(TASK STATEMENT) Reproduce exactly the span of lines beginning at the one with "provide the segmentation of black suit" and ending at the last line of the data below, omitting pictures.

— BEGIN RAW RECORDS —

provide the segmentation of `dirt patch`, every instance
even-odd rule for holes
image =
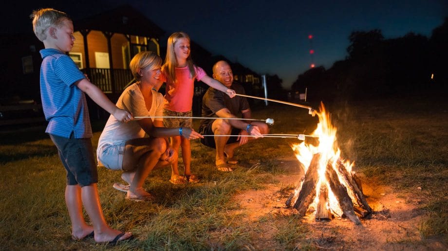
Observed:
[[[273,239],[278,230],[259,224],[270,215],[295,215],[295,209],[285,207],[288,196],[303,176],[295,159],[278,161],[277,164],[290,172],[275,177],[278,181],[264,190],[250,190],[237,194],[234,200],[239,209],[233,213],[243,214],[248,224],[261,228],[255,249],[276,249],[279,244]],[[447,247],[437,240],[424,240],[419,233],[420,222],[425,216],[419,209],[418,199],[411,195],[397,192],[381,186],[358,174],[363,182],[364,193],[374,211],[370,219],[361,219],[362,225],[355,225],[346,218],[317,221],[313,214],[299,218],[309,232],[296,247],[303,248],[303,242],[317,249],[446,250]],[[416,188],[418,189],[419,188]]]

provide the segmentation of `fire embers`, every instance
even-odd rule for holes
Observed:
[[[312,134],[318,136],[317,146],[304,142],[294,145],[296,156],[304,167],[305,176],[286,201],[301,215],[315,209],[316,219],[331,219],[332,215],[346,216],[356,224],[358,215],[372,212],[362,192],[360,182],[351,171],[352,164],[343,163],[336,144],[336,129],[321,105],[319,123]],[[293,203],[294,204],[293,204]]]

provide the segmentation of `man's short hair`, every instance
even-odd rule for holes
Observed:
[[[34,11],[30,17],[33,19],[34,34],[42,42],[47,39],[46,32],[49,28],[59,28],[64,20],[72,20],[66,13],[50,8]]]

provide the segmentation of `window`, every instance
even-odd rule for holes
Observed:
[[[33,57],[31,55],[22,57],[22,68],[23,70],[24,74],[34,72],[33,66]]]
[[[80,69],[83,68],[82,67],[82,54],[79,53],[69,53],[69,56],[75,62],[76,66]]]

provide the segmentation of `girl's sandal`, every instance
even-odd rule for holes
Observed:
[[[186,175],[185,178],[187,178],[187,181],[188,183],[198,183],[199,182],[199,179],[194,174]]]
[[[174,185],[182,185],[187,183],[187,180],[184,176],[175,174],[171,178],[169,182]]]

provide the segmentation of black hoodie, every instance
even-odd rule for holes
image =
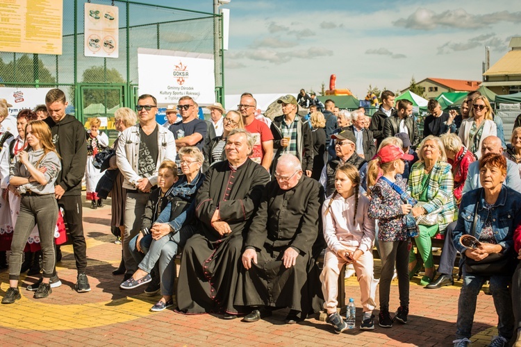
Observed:
[[[51,128],[53,143],[62,161],[62,171],[56,185],[65,189],[64,196],[81,195],[81,180],[87,164],[87,140],[83,124],[70,115],[58,123],[48,117],[45,123]]]

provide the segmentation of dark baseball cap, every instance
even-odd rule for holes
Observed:
[[[409,139],[408,134],[406,133],[398,133],[395,135],[395,137],[398,137],[402,140],[402,142],[404,144],[404,147],[411,147],[413,145],[413,144],[411,143],[411,139]]]

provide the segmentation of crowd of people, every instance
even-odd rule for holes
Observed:
[[[143,94],[137,114],[116,111],[120,133],[100,171],[94,162],[108,146],[100,120],[90,119],[85,132],[65,113],[63,92],[51,90],[40,110],[43,120],[22,110],[17,135],[7,124],[0,130],[4,268],[10,251],[2,303],[21,297],[18,280],[28,269],[24,251],[31,239],[41,248],[33,257],[43,264],[40,280],[30,286],[35,298],[61,285],[58,206],[73,244],[75,288],[90,290],[81,222],[85,174],[92,208],[102,205],[101,192],[110,192],[110,224],[122,240],[113,271],[123,275],[120,288],[147,285],[147,294],[160,291],[152,311],[176,302],[179,313],[253,323],[287,307],[286,323],[295,323],[324,310],[340,333],[348,326],[338,312],[344,304],[337,299],[338,280],[347,266],[361,288],[360,328],[374,329],[377,306],[378,325],[389,328],[408,322],[411,279],[423,268],[426,289],[454,284],[459,253],[455,345],[470,344],[477,294],[487,280],[499,319],[490,346],[506,346],[514,336],[521,343],[521,128],[504,145],[502,121],[487,98],[473,92],[459,113],[430,101],[421,136],[412,103],[395,105],[388,90],[381,97],[370,118],[363,108],[338,110],[332,100],[322,104],[301,90],[297,98],[280,97],[282,115],[269,119],[244,93],[235,110],[208,106],[210,120],[204,121],[187,96],[167,108],[167,121],[160,125],[156,98]],[[309,112],[300,115],[299,106]],[[8,107],[0,100],[0,119]],[[8,214],[10,204],[17,219]],[[475,237],[474,246],[460,242],[463,235]],[[445,239],[438,269],[433,237]],[[389,306],[395,276],[395,311]]]

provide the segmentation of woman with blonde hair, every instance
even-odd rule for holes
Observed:
[[[453,195],[454,180],[452,167],[447,162],[443,144],[439,137],[429,135],[418,147],[418,158],[411,169],[408,192],[419,203],[412,210],[413,216],[421,219],[416,246],[425,266],[425,275],[420,283],[427,285],[436,276],[432,257],[431,237],[443,234],[456,215],[456,200]],[[436,222],[427,221],[425,216],[436,217]],[[413,251],[411,250],[409,277],[412,278],[421,267]]]
[[[510,144],[506,145],[506,151],[503,155],[518,164],[519,174],[521,176],[521,127],[515,128],[512,130]]]
[[[114,126],[117,131],[121,134],[123,130],[127,128],[130,128],[138,122],[138,116],[135,115],[135,112],[129,108],[119,108],[114,112]],[[114,141],[113,144],[113,149],[115,149],[117,146],[117,142],[119,141],[119,135],[118,135],[117,138]],[[110,219],[110,227],[117,228],[119,229],[119,242],[121,243],[122,239],[121,237],[125,234],[125,201],[126,201],[126,189],[123,187],[124,177],[119,170],[117,169],[117,164],[116,163],[116,155],[110,157],[109,161],[108,170],[117,170],[117,174],[114,178],[114,184],[113,185],[112,190],[110,190],[110,197],[112,205],[111,208],[111,216]],[[116,232],[117,235],[117,232]],[[125,273],[125,264],[123,261],[123,255],[122,254],[122,260],[119,262],[119,266],[112,271],[113,275],[123,275]],[[159,280],[156,281],[157,284],[157,289],[152,291],[156,292],[158,291]]]
[[[315,111],[311,115],[311,139],[313,144],[313,168],[311,178],[320,179],[320,173],[326,162],[326,119],[321,112]]]
[[[469,118],[461,121],[458,135],[463,146],[479,159],[483,140],[488,136],[497,135],[497,128],[492,117],[492,108],[486,96],[478,96],[472,102]]]
[[[103,206],[103,199],[98,198],[96,185],[103,176],[99,169],[94,166],[94,158],[108,146],[108,137],[105,133],[99,132],[101,121],[99,118],[89,119],[90,128],[87,130],[87,165],[85,169],[85,185],[87,188],[87,200],[90,200],[90,208]]]
[[[54,183],[61,162],[52,142],[51,129],[43,121],[29,122],[26,128],[26,140],[31,149],[18,153],[10,171],[9,184],[16,187],[22,199],[11,242],[9,289],[2,299],[3,304],[13,303],[21,298],[18,279],[22,255],[35,225],[38,226],[43,253],[43,279],[34,297],[47,298],[52,293],[49,280],[54,269],[54,230],[58,219]]]

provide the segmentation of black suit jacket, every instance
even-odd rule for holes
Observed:
[[[356,134],[354,132],[354,126],[349,126],[347,128],[352,131],[353,133],[355,134],[355,137],[356,137]],[[377,154],[377,146],[374,145],[372,131],[364,129],[362,132],[362,135],[363,135],[363,156],[365,160],[368,162],[372,159],[375,154]]]
[[[395,136],[399,133],[400,118],[397,113],[383,121],[383,138]],[[411,116],[405,119],[405,126],[409,130],[409,140],[413,147],[416,147],[420,143],[420,133],[414,116]]]

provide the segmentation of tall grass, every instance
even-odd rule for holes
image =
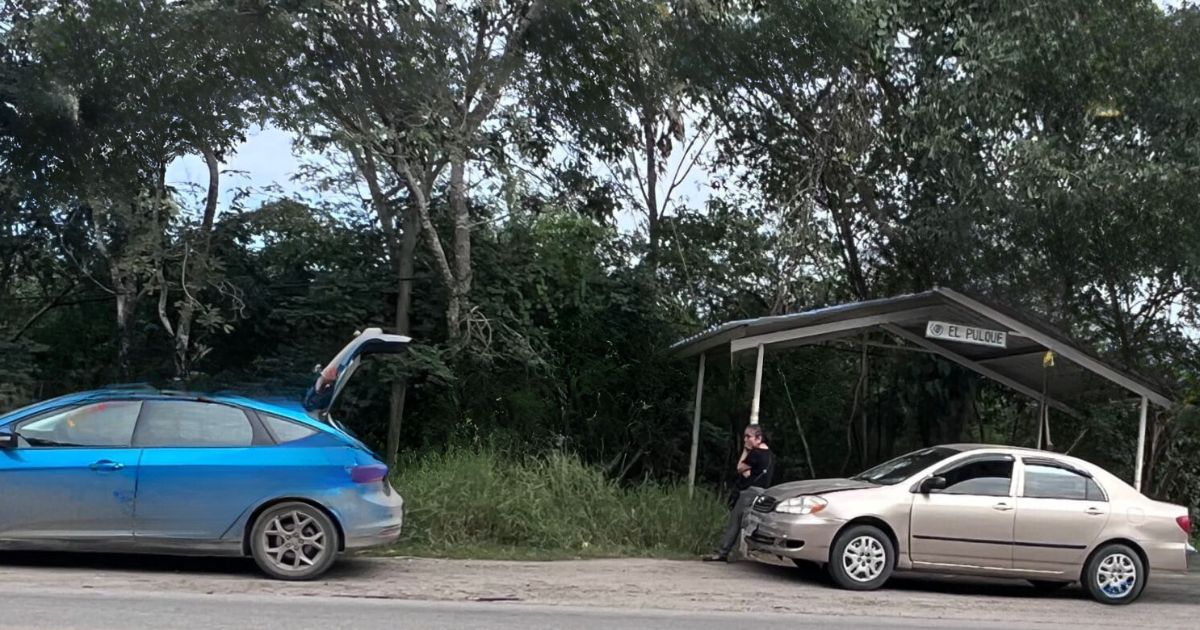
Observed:
[[[713,548],[726,515],[712,493],[685,486],[622,487],[577,457],[515,460],[455,450],[401,464],[400,551],[493,557],[696,554]],[[508,551],[504,551],[508,550]]]

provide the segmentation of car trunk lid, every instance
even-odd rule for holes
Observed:
[[[336,377],[325,380],[320,374],[304,397],[305,410],[316,413],[322,420],[329,420],[329,409],[337,401],[346,384],[354,376],[354,372],[362,362],[362,358],[371,354],[401,354],[412,343],[410,337],[384,332],[378,328],[368,328],[359,332],[334,360],[326,365],[336,367]]]

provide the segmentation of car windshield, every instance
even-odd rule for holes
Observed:
[[[959,451],[947,446],[934,446],[922,449],[907,455],[901,455],[895,460],[883,462],[865,473],[854,475],[851,479],[869,481],[881,486],[892,486],[908,479],[910,476],[934,466],[935,463],[952,456]]]

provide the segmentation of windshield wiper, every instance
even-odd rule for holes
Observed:
[[[58,442],[46,438],[35,438],[30,436],[22,436],[20,433],[17,433],[17,437],[28,442],[32,446],[79,446],[79,444],[72,444],[70,442]]]

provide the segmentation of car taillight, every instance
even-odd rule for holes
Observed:
[[[382,463],[371,463],[366,466],[355,466],[350,468],[350,479],[355,484],[373,484],[376,481],[386,479],[388,467]]]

— END RAW RECORDS —

(COMPLETE RESPONSE)
provide the segmentation of black suit jacket, every instance
even-odd rule for holes
Observed:
[[[356,134],[354,132],[354,126],[349,126],[347,128],[352,131],[353,133],[355,134],[355,137],[356,137]],[[377,154],[377,146],[374,145],[372,131],[364,129],[362,132],[362,135],[363,135],[363,156],[365,160],[368,162],[372,159],[375,154]]]
[[[395,136],[399,133],[400,118],[397,113],[383,121],[383,138]],[[411,116],[405,119],[405,126],[409,130],[409,140],[413,147],[416,147],[420,143],[420,133],[414,116]]]

provide the segmentation of tall grass, every instance
even-odd rule for holes
image =
Observed:
[[[713,548],[726,515],[712,493],[685,486],[622,487],[577,457],[515,460],[455,450],[401,464],[400,551],[493,557],[696,554]],[[508,551],[504,551],[508,550]]]

provide the segmentation of car trunk lid, every instance
even-odd rule for holes
Observed:
[[[336,377],[325,380],[320,374],[304,397],[305,410],[316,413],[322,420],[329,420],[329,409],[337,401],[346,384],[354,376],[354,372],[362,362],[362,358],[371,354],[401,354],[412,343],[410,337],[384,332],[378,328],[368,328],[359,332],[334,360],[326,365],[336,367]]]

provide the segmentation of car windshield, every instance
even-odd rule for holes
Observed:
[[[959,451],[947,446],[934,446],[922,449],[907,455],[901,455],[895,460],[883,462],[865,473],[854,475],[851,479],[869,481],[881,486],[892,486],[908,479],[910,476],[934,466],[935,463],[952,456]]]

provide the segmentation of windshield wiper, every instance
even-odd rule for holes
Observed:
[[[58,442],[46,438],[35,438],[30,436],[22,436],[20,433],[17,433],[17,437],[28,442],[32,446],[79,446],[79,444],[72,444],[70,442]]]

provide the segmentation of car taillight, every instance
even-odd rule for holes
Observed:
[[[382,463],[371,463],[366,466],[355,466],[350,468],[350,479],[355,484],[373,484],[376,481],[386,479],[388,467]]]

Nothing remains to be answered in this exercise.